___ PASSAGE PROVIDED ___

What is the origin of ritual? I reply: man is born with desires. If his desires are not satisfied for him, he cannot but seek some means to satisfy them himself. If there are no limits and degrees to his seeking, then he will inevitably fall to wrangling with other men. From wrangling comes disorder and from disorder comes exhaustion. The ancient kings hated such disorder, and therefore they established ritual principles in order to curb it, to train men’s desires and to provide for their satisfaction. They saw to it that desires did not overextend the means for their satisfaction, and material goods did not fall short of what was desired. Thus both desires and goods were looked after and satisfied. This is the origin of rites. (89)

If the people have emotions of love and hatred, but no ways to express their joy or anger, then they will become disordered. Because the former kings hated such disorder, they reformed the actions of the people and created proper music for them, and as a result the world became obedient. (115)

Music and ritual, then, are the means by which emotions are channeled and expressed in appropriate ways. They take the urges that are going to arise in humans naturally, but they place boundaries and limits on them. He points in particular to the way that burial and mourning rituals function:

Rites trim away what is too long and stretch out what is too short; eliminate surplus and repair deficiency. Extend the forms of love and reverence, and step by step bring to fulfilment the beauties of proper conduct Beauty and ugliness, music and weeping, joy and sorrow are opposites, and yet rites make use of them all, bringing forth and employing each in its turn. (100)

So—rites and music don’t suppress feeling, they direct it. They guide it. Sometimes they may need to temper it, but Xunzi’s starting place is with humans as emotional animals whose responses and anti-social tendencies can be remedied by means of ritual patterns that can model and inculcate proper desires and proper social relationships.

3. Ritual is essential, but for ritual to be most effective requires teachers.

___ SUPPLIED MATERIAL ___

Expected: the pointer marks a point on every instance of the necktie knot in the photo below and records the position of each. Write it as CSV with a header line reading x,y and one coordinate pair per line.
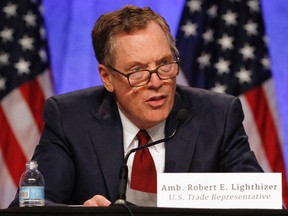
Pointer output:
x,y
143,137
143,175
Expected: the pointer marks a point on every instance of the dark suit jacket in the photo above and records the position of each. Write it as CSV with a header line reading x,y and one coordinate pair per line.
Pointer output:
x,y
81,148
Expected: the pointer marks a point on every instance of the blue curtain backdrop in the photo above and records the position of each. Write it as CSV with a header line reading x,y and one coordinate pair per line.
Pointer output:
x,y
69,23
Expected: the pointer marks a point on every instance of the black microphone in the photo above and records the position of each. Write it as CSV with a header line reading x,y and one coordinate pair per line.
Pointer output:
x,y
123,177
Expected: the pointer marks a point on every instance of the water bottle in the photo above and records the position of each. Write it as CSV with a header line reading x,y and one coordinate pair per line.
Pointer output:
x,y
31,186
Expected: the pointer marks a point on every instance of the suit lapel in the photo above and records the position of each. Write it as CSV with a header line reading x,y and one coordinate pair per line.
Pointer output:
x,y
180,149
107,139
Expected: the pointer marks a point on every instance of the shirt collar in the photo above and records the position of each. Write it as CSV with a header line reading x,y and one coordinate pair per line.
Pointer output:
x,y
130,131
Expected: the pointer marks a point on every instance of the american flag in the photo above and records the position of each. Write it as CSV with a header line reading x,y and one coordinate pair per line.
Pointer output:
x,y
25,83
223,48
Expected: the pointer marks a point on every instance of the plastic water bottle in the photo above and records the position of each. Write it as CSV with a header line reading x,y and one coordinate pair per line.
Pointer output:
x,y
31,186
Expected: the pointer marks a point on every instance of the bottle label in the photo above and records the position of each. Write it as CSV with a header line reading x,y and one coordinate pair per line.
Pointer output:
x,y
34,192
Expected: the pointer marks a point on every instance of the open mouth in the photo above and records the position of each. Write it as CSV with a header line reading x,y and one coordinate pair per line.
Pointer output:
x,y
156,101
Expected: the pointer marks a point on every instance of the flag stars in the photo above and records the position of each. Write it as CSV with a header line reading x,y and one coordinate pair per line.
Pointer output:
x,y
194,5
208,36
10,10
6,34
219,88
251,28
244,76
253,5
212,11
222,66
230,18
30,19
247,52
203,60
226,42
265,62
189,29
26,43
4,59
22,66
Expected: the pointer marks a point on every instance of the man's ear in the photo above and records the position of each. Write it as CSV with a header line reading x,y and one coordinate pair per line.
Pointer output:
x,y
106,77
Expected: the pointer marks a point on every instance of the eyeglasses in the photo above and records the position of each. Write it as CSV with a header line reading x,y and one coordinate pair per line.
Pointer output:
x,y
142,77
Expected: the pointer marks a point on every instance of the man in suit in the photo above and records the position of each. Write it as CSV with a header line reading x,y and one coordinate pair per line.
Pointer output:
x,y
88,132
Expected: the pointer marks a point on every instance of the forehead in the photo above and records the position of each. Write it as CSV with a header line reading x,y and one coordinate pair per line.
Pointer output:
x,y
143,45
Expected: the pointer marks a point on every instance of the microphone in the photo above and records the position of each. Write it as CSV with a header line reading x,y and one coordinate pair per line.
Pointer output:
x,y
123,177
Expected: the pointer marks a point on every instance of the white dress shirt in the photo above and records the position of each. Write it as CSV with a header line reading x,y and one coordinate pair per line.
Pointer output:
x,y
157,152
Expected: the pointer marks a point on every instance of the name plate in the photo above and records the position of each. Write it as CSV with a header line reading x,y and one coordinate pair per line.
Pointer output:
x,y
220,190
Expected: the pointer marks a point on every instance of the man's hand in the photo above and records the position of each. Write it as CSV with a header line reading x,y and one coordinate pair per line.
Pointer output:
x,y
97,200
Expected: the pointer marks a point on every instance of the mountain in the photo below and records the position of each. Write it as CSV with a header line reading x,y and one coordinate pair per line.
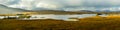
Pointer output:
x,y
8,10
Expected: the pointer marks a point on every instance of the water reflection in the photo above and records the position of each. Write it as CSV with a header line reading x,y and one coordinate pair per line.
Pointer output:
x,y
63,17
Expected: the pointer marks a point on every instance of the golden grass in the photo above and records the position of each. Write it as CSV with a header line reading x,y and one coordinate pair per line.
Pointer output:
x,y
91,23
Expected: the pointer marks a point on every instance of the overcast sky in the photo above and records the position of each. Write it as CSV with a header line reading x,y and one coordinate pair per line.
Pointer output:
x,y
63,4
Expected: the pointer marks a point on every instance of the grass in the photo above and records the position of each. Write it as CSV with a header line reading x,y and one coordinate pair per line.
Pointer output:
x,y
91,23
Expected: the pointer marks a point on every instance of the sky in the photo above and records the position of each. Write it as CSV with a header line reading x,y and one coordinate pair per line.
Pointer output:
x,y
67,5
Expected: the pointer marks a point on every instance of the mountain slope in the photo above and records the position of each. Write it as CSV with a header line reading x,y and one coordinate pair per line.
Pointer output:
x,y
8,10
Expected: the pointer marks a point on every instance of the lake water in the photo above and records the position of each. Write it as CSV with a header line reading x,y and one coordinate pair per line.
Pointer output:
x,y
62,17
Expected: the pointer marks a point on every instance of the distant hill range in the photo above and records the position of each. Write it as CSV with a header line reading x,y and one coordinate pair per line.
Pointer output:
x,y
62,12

___
___ SUPPLIED MATERIAL ___

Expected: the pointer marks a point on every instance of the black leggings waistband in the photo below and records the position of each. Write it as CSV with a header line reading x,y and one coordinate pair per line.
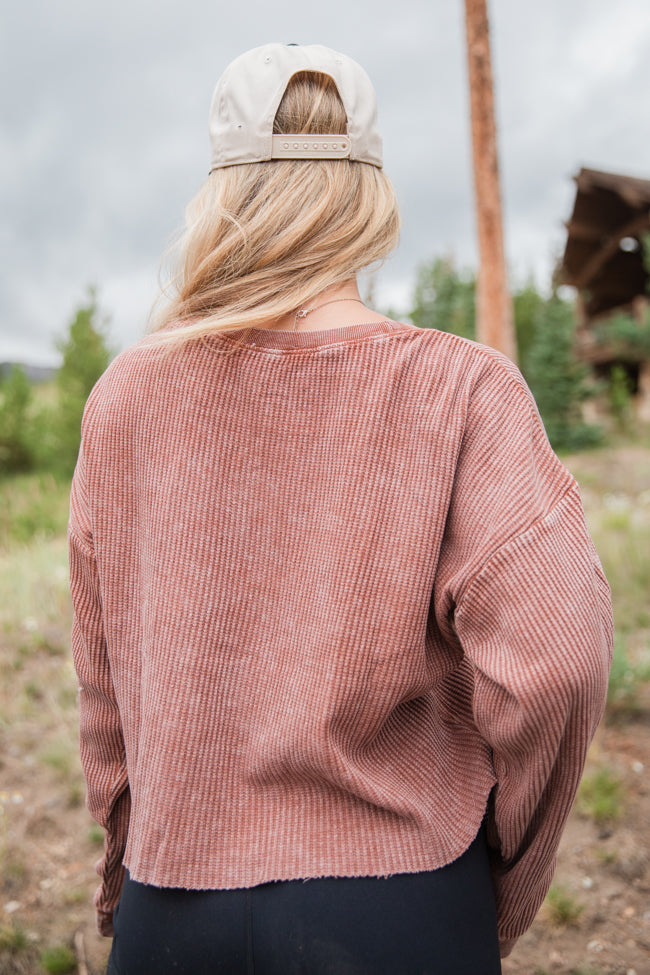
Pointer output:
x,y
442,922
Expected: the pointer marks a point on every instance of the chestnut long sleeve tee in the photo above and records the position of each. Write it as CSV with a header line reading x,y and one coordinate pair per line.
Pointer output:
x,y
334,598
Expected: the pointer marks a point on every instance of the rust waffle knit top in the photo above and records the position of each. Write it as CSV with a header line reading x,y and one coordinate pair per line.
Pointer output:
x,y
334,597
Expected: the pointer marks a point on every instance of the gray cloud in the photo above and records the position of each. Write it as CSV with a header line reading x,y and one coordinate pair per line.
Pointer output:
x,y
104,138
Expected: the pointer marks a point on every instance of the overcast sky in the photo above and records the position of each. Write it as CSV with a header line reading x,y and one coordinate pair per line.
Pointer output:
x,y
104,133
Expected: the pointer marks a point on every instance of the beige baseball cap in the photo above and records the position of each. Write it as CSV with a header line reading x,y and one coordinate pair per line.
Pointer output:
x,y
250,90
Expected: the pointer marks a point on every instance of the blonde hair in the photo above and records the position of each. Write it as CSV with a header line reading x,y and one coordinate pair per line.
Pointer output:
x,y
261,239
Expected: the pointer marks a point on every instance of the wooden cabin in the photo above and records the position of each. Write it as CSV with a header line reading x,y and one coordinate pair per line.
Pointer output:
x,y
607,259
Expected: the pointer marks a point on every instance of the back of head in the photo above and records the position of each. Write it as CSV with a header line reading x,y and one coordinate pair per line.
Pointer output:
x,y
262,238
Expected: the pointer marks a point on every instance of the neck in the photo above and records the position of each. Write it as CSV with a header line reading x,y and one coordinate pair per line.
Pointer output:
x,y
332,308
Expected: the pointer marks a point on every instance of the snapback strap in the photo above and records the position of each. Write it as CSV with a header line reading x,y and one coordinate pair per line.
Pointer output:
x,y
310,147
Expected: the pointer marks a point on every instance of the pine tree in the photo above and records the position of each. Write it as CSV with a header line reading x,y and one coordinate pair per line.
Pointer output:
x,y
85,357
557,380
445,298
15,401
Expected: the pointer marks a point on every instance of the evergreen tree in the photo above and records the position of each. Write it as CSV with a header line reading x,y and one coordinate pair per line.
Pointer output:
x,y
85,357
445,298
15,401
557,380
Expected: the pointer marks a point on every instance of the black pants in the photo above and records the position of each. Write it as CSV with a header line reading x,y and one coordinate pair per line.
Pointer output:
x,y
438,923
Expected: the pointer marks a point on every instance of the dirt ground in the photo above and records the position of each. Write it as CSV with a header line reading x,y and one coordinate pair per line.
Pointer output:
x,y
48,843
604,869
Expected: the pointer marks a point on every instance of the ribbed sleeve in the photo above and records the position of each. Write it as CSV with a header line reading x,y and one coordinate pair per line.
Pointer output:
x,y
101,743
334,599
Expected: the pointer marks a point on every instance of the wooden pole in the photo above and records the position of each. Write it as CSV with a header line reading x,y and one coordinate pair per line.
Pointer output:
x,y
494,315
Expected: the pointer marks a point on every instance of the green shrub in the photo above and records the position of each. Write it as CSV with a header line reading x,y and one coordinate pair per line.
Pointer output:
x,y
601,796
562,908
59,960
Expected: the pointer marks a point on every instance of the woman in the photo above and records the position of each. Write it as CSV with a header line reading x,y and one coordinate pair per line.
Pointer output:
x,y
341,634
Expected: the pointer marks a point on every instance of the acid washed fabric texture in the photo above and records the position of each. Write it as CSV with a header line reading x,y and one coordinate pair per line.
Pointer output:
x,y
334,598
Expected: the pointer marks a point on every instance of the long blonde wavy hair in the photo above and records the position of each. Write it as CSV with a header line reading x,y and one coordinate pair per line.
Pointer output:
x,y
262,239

___
___ SUPPLIED MATERIAL ___

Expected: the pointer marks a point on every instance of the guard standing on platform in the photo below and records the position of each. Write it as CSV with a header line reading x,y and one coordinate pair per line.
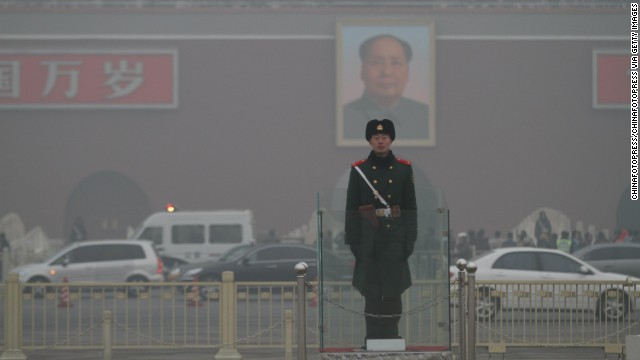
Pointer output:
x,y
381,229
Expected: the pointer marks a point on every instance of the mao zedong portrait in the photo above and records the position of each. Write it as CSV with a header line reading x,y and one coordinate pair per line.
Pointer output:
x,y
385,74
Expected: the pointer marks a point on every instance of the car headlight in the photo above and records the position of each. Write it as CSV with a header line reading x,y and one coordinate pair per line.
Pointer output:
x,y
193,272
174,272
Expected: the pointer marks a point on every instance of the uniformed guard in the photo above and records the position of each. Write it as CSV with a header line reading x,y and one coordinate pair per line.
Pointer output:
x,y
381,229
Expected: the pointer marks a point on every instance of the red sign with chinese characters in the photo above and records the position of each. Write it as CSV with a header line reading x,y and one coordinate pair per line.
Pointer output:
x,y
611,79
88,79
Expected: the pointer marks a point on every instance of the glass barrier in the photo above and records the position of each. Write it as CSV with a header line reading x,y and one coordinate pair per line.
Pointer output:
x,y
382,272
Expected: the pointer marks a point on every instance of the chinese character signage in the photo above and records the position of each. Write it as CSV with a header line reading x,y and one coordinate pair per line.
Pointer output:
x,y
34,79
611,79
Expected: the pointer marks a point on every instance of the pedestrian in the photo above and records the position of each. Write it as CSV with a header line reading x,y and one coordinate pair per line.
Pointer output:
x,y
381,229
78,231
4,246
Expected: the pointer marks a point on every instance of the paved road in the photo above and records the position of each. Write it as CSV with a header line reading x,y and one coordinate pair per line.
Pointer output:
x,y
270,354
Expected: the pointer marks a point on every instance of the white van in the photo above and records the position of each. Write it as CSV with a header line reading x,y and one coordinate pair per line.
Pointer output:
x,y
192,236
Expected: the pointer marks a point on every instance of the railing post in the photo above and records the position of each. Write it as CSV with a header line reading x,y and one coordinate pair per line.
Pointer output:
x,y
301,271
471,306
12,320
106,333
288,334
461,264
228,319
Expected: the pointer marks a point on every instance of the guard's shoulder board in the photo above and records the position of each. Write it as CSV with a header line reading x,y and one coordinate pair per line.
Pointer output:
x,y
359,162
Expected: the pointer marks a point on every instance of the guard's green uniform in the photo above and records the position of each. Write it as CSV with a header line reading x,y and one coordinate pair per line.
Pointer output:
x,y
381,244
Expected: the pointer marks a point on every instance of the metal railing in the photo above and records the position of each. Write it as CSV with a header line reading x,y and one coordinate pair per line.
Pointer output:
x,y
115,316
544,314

___

WORK TO COMPLETE:
A - Reproduce the passage on ritual and music from above in full, word for word.
B - Collect every line of the entries that contains the string "water", matching case exactly.

SOLUTIONS TO EACH TASK:
A -
What is the origin of ritual? I reply: man is born with desires. If his desires are not satisfied for him, he cannot but seek some means to satisfy them himself. If there are no limits and degrees to his seeking, then he will inevitably fall to wrangling with other men. From wrangling comes disorder and from disorder comes exhaustion. The ancient kings hated such disorder, and therefore they established ritual principles in order to curb it, to train men’s desires and to provide for their satisfaction. They saw to it that desires did not overextend the means for their satisfaction, and material goods did not fall short of what was desired. Thus both desires and goods were looked after and satisfied. This is the origin of rites. (89)

If the people have emotions of love and hatred, but no ways to express their joy or anger, then they will become disordered. Because the former kings hated such disorder, they reformed the actions of the people and created proper music for them, and as a result the world became obedient. (115)

Music and ritual, then, are the means by which emotions are channeled and expressed in appropriate ways. They take the urges that are going to arise in humans naturally, but they place boundaries and limits on them. He points in particular to the way that burial and mourning rituals function:

Rites trim away what is too long and stretch out what is too short; eliminate surplus and repair deficiency. Extend the forms of love and reverence, and step by step bring to fulfilment the beauties of proper conduct Beauty and ugliness, music and weeping, joy and sorrow are opposites, and yet rites make use of them all, bringing forth and employing each in its turn. (100)

So—rites and music don’t suppress feeling, they direct it. They guide it. Sometimes they may need to temper it, but Xunzi’s starting place is with humans as emotional animals whose responses and anti-social tendencies can be remedied by means of ritual patterns that can model and inculcate proper desires and proper social relationships.

3. Ritual is essential, but for ritual to be most effective requires teachers.

B -
Expected: the pointer marks a point on every instance of the water bottle in the photo above and records the position of each. Write it as CSV with a header line reading x,y and one coordinate pair per line.
Expected: the pointer marks a point on every instance of the plastic water bottle in the photo above and records the position of each. Write it as CSV with a header line reading x,y and one coordinate pair per line.
Expected: the pointer marks a point on every instance of the water reflection in the photo above and records the position of each. Write it as CSV with a header line reading x,y and one coordinate pair per line.
Expected: the pointer marks a point on every instance of the lake water in the photo above and records the position of each. Write it as CSV with a header line reading x,y and one coordinate pair per line.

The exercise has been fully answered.